**Directions:**
Copy each of the records below word for word, keeping every line in its original order.

**Entries:**
****
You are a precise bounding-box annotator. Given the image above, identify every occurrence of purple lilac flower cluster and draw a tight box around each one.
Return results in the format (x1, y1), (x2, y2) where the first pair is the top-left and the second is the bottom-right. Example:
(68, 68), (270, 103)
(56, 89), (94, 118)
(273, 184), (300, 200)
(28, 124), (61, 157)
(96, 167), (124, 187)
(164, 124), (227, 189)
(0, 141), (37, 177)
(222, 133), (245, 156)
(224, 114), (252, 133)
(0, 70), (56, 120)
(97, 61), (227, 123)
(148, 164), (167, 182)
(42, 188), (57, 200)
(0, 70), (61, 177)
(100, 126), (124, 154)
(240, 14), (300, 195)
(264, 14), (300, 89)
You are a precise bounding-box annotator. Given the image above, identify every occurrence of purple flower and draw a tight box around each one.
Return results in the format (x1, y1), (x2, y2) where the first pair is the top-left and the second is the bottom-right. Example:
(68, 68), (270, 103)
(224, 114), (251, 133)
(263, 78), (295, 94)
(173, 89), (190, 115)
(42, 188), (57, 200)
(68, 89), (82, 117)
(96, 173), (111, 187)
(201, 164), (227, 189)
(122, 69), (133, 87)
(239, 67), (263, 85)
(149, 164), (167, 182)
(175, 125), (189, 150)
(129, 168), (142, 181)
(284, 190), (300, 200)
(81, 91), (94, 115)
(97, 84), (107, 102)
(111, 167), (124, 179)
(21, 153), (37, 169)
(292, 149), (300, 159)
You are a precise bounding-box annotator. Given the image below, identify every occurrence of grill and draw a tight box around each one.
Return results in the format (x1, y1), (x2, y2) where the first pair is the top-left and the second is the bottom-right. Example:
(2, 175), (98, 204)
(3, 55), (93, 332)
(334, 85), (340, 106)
****
**Complete output:**
You are a precise bounding-box annotator. Given the image above, identify every occurrence of purple lilac flower cluster and draw a tight box around each one.
Return results in the format (x1, y1), (x2, y2) where the first pair is the top-left and the second is the bottom-right. Example:
(68, 68), (270, 103)
(56, 89), (94, 118)
(273, 184), (300, 200)
(28, 124), (61, 157)
(96, 167), (124, 187)
(164, 124), (227, 189)
(0, 141), (37, 177)
(222, 133), (245, 156)
(224, 114), (252, 133)
(0, 70), (56, 120)
(97, 61), (227, 123)
(148, 164), (167, 182)
(42, 188), (57, 200)
(0, 70), (61, 177)
(100, 126), (124, 154)
(240, 14), (300, 195)
(264, 14), (300, 89)
You are a precise bounding-box annotator. Given the image above, identify every occurrence of purple flower and draw a tight box around each one.
Return results in the format (x1, y1), (x2, y2) where the first pair is the top-left and the second is the bottom-right. Example:
(68, 68), (270, 103)
(224, 114), (251, 133)
(263, 78), (295, 94)
(173, 89), (190, 115)
(42, 188), (57, 200)
(68, 89), (82, 117)
(96, 173), (111, 187)
(201, 164), (227, 189)
(122, 69), (133, 87)
(239, 67), (263, 85)
(149, 164), (167, 182)
(175, 125), (189, 150)
(129, 168), (142, 181)
(284, 190), (300, 200)
(81, 91), (94, 115)
(97, 84), (107, 102)
(111, 167), (124, 179)
(21, 153), (37, 169)
(292, 149), (300, 159)
You are a precise bounding-box annotator. Given the image below, identify every occurrence of grill and draw a tight box around each one.
Return results in the format (x1, y1), (x2, y2) where the first pair is the top-left and the second is the bottom-right. Example:
(2, 175), (98, 204)
(3, 55), (93, 332)
(334, 85), (340, 106)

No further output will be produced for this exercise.